◆ **Records to process**

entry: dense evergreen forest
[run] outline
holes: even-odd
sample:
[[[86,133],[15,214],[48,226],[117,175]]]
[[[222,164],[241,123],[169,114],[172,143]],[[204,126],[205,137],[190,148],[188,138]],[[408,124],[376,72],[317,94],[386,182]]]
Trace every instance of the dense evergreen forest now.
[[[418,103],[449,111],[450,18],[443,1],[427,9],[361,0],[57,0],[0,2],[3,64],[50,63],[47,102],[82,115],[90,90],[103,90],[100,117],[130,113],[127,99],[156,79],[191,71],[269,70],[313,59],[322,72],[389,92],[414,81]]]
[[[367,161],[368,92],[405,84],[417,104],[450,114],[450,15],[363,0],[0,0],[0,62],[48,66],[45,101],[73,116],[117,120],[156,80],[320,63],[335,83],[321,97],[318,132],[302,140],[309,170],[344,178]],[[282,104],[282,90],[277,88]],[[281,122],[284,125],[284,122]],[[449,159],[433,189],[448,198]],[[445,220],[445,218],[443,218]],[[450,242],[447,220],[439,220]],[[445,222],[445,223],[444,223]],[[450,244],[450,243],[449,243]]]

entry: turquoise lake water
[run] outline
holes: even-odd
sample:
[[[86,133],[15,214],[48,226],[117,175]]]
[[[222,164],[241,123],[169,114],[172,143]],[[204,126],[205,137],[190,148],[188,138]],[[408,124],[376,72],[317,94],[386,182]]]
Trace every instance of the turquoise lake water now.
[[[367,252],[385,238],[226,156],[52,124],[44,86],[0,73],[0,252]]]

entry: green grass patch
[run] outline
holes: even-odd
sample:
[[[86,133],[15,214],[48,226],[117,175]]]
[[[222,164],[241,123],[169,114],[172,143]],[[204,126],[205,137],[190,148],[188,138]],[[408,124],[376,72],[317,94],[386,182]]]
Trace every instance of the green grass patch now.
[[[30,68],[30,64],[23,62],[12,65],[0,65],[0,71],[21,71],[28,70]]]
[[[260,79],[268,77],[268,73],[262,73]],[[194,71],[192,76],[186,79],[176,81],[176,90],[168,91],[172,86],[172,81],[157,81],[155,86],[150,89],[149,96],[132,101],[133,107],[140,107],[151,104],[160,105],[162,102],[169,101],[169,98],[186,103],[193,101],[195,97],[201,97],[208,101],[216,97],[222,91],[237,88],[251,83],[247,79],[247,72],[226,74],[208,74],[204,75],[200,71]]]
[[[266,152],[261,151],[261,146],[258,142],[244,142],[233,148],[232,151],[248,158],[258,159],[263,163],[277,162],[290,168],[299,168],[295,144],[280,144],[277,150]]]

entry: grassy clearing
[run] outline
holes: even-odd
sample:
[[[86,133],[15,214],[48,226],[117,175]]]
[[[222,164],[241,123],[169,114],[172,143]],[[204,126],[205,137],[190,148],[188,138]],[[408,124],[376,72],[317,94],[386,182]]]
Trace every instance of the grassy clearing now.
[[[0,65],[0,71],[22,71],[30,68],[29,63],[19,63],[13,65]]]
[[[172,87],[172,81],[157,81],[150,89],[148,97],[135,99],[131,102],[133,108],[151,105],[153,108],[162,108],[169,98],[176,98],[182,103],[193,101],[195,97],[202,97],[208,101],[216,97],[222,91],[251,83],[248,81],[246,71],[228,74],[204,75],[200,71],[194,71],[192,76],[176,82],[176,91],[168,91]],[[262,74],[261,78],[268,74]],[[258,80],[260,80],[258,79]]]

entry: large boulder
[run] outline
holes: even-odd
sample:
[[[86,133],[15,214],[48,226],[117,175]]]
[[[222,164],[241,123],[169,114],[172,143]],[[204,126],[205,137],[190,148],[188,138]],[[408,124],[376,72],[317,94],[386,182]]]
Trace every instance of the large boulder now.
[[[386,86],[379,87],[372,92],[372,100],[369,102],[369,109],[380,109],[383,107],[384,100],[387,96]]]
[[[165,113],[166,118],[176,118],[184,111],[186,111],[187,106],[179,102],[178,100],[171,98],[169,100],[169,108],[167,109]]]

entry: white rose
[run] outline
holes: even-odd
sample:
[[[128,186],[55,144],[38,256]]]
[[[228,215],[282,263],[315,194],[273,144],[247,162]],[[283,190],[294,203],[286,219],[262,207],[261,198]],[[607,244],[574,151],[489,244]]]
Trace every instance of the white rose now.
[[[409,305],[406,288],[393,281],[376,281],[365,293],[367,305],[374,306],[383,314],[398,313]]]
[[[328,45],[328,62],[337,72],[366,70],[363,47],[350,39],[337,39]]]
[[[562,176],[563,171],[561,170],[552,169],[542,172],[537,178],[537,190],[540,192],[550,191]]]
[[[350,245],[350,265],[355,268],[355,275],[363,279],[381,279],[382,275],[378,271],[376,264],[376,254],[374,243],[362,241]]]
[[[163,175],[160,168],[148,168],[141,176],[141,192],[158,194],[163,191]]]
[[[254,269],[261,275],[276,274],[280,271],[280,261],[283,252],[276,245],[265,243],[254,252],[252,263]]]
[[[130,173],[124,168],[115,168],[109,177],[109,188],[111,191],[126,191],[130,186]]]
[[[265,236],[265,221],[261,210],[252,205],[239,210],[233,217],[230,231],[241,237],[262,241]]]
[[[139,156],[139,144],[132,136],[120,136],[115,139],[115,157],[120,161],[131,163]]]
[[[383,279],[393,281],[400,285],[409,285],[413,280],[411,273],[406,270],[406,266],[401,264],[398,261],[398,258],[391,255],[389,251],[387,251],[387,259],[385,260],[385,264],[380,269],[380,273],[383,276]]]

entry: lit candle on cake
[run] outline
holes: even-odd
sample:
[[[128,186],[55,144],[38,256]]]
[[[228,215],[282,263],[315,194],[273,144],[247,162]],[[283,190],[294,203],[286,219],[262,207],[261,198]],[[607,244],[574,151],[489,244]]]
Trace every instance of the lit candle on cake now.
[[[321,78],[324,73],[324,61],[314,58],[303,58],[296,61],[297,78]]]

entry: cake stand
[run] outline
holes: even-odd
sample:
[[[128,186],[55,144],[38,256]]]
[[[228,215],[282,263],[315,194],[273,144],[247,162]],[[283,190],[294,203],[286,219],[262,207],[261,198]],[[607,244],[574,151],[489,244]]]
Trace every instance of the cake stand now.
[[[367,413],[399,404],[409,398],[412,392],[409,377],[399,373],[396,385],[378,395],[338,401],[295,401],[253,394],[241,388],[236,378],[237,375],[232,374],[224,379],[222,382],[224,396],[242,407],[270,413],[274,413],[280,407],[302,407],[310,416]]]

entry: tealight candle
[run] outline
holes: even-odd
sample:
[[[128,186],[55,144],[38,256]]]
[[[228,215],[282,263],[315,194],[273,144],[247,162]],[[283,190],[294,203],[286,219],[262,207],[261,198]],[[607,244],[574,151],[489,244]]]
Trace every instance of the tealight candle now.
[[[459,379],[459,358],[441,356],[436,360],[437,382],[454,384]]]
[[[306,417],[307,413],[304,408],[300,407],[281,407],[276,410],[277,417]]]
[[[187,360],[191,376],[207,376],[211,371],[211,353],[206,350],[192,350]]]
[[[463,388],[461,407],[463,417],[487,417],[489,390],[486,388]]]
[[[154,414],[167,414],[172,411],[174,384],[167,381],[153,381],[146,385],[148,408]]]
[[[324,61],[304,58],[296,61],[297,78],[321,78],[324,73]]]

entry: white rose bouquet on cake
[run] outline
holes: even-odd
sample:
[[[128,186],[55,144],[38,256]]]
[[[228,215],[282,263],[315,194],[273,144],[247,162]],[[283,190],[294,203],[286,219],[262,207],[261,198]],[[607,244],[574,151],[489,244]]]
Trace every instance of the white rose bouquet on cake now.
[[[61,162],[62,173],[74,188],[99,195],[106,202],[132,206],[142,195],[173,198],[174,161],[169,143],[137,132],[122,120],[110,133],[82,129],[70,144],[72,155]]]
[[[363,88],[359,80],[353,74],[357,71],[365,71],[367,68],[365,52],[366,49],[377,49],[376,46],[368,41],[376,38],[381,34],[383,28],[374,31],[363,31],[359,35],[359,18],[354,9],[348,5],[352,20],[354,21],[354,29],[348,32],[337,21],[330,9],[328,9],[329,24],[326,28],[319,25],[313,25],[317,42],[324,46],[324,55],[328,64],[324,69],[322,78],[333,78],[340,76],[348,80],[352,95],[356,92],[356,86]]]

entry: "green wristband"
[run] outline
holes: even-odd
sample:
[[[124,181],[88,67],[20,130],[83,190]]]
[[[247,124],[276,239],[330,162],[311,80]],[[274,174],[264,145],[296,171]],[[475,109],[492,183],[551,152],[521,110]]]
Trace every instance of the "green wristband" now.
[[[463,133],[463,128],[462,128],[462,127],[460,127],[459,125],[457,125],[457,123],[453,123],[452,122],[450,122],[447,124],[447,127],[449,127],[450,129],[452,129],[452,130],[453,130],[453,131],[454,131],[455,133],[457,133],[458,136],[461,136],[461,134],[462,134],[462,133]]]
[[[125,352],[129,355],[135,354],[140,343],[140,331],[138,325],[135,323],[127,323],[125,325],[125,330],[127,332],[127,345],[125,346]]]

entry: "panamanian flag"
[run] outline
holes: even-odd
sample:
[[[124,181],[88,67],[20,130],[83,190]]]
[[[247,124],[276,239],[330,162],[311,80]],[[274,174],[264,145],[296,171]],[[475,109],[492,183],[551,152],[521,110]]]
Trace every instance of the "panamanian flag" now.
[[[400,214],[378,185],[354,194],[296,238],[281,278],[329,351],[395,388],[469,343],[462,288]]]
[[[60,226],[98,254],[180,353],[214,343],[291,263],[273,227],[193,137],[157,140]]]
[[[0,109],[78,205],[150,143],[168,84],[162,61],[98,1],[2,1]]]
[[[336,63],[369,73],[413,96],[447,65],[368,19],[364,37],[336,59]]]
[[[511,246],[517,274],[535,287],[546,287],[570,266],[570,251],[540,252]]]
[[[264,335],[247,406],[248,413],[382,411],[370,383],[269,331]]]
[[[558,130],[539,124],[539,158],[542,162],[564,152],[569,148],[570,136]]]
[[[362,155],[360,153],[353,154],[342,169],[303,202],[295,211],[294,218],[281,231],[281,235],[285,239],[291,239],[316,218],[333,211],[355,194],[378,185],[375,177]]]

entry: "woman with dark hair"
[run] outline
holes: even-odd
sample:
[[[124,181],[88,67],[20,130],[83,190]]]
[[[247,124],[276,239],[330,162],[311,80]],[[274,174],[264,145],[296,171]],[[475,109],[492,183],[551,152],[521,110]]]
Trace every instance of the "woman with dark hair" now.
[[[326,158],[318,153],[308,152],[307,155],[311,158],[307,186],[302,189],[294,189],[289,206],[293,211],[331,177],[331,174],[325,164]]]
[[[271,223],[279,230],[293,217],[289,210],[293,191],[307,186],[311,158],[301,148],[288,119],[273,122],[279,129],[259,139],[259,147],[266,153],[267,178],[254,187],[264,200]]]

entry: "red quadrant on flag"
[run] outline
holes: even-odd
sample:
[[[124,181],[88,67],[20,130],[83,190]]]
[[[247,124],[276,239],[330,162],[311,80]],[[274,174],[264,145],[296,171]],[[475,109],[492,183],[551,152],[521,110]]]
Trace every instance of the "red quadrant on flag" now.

◆ **Stated goal**
Copy out the data word for word, starting at its first line and ending with the line that contains "Trace every instance of the dense", with that line included.

◆ **Result of this task**
entry: dense evergreen forest
[run] outline
holes: even-odd
sample:
[[[86,133],[15,214],[48,226],[117,175]]]
[[[222,164],[241,123],[169,114],[172,143]],[[204,126],[205,137],[190,148],[188,138]],[[408,124],[376,72],[317,94],[386,182]]]
Trace every instance of the dense evergreen forest now.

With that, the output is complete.